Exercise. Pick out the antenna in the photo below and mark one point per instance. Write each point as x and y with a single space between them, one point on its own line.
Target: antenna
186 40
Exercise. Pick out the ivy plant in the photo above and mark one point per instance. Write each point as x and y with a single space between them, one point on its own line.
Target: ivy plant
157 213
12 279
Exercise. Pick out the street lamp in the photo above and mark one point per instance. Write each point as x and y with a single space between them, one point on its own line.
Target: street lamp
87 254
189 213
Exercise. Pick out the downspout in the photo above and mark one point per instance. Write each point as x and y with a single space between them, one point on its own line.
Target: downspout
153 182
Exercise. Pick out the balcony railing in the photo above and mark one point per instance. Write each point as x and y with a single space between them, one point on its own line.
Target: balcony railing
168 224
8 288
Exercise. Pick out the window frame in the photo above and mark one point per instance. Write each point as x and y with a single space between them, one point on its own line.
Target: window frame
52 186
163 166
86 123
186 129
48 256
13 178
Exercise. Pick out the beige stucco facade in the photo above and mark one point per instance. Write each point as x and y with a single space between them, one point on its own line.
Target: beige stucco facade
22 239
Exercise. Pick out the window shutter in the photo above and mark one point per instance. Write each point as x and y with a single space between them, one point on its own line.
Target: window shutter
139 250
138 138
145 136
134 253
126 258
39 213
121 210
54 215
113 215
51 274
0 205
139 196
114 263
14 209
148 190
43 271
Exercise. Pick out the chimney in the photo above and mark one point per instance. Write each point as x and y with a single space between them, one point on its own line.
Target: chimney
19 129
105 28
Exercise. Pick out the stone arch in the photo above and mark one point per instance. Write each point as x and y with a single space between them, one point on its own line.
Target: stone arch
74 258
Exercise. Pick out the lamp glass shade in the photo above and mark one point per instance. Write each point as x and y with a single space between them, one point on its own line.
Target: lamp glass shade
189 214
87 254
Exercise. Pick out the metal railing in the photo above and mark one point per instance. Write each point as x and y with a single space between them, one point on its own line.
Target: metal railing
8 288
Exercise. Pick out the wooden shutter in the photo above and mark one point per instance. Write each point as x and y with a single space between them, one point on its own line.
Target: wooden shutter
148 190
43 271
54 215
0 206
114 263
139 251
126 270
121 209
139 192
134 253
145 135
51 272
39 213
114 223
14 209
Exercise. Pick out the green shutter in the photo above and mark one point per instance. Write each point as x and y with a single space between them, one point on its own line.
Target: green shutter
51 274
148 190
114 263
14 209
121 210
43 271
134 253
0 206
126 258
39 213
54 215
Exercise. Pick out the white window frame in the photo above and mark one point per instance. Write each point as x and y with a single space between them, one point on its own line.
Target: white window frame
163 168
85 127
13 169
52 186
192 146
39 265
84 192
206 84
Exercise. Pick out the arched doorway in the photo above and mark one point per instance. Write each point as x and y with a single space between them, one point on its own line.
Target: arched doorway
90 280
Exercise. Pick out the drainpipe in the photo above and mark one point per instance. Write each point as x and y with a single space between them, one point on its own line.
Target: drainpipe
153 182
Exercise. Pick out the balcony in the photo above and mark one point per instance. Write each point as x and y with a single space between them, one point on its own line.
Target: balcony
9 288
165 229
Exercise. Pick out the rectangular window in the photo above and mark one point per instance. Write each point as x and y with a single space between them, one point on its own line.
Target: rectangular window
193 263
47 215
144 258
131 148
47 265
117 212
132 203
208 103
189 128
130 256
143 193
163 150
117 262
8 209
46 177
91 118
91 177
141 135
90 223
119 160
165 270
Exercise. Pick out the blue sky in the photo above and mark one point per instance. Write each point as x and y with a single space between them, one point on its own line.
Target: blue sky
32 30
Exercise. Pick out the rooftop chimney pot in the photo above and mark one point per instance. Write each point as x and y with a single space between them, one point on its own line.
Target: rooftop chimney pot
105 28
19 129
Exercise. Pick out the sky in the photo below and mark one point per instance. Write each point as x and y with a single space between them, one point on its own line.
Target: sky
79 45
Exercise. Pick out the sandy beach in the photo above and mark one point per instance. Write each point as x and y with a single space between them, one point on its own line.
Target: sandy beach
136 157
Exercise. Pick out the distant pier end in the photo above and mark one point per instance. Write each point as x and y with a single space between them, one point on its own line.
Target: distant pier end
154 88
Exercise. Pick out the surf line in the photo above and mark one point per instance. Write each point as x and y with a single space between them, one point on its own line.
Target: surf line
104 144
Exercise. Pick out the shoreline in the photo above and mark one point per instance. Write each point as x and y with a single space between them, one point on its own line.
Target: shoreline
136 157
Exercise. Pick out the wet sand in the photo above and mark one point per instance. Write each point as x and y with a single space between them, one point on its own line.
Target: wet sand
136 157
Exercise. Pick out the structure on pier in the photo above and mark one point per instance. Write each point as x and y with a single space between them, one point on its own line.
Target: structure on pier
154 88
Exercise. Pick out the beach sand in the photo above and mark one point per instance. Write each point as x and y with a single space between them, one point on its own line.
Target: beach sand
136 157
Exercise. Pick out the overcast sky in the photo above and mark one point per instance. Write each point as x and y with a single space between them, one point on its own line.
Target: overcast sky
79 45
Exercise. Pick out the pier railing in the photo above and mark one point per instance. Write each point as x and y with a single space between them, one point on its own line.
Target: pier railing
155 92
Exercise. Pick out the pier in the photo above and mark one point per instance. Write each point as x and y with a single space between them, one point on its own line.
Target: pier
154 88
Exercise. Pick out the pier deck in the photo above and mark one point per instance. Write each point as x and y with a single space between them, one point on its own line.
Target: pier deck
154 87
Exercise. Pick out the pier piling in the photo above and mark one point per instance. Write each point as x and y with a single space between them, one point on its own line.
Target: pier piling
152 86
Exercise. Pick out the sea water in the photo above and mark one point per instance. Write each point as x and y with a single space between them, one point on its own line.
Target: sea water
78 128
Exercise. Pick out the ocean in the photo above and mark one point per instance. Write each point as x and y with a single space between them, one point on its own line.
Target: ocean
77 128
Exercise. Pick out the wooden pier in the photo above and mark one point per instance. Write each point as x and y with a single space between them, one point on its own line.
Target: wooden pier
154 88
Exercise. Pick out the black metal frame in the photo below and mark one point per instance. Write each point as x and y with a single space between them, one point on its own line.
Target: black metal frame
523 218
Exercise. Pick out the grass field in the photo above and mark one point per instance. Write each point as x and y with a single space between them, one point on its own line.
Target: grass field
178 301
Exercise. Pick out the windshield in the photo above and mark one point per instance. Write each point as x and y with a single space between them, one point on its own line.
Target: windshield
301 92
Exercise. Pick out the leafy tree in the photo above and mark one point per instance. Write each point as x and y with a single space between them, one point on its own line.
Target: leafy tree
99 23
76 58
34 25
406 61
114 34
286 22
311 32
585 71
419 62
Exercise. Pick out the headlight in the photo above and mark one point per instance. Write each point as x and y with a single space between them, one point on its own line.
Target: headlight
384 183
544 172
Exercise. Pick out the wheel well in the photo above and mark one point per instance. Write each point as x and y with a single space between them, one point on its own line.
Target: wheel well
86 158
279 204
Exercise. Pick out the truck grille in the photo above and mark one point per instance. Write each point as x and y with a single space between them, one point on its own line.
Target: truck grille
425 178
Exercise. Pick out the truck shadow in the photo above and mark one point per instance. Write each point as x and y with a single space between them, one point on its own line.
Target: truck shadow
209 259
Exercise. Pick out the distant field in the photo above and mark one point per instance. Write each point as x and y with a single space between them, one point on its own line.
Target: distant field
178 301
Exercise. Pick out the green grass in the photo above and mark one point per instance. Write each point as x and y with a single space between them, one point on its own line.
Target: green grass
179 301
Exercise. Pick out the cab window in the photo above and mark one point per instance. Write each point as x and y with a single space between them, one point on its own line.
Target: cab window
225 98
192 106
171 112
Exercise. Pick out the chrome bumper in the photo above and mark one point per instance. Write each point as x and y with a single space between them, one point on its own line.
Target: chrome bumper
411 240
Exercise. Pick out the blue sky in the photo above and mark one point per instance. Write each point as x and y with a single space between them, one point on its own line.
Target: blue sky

WORK TO BE COMPLETED >>
In the listing above, find the line with "Exercise. Pick out the white" and the line with "Exercise. Pick out the drainpipe". Output those two lines and every line between them, exactly as written.

EXPECTED ANSWER >>
Exercise. Pick out the white window frame in the photo above and mark one point per instance. Write each point as x and y with a single space between them, one point on its own line.
Target: white window frame
163 168
85 127
13 169
52 186
192 146
39 265
84 192
206 84
Exercise. Pick out the arched doorway in the photo above and mark one point per instance. Write each point as x and y with a single space between them, one point on its own line.
Target: arched doorway
90 280
Exercise. Pick out the drainpipe in the photo above and mark one point per instance. Write each point as x and y with a single space between them, one point on its own line.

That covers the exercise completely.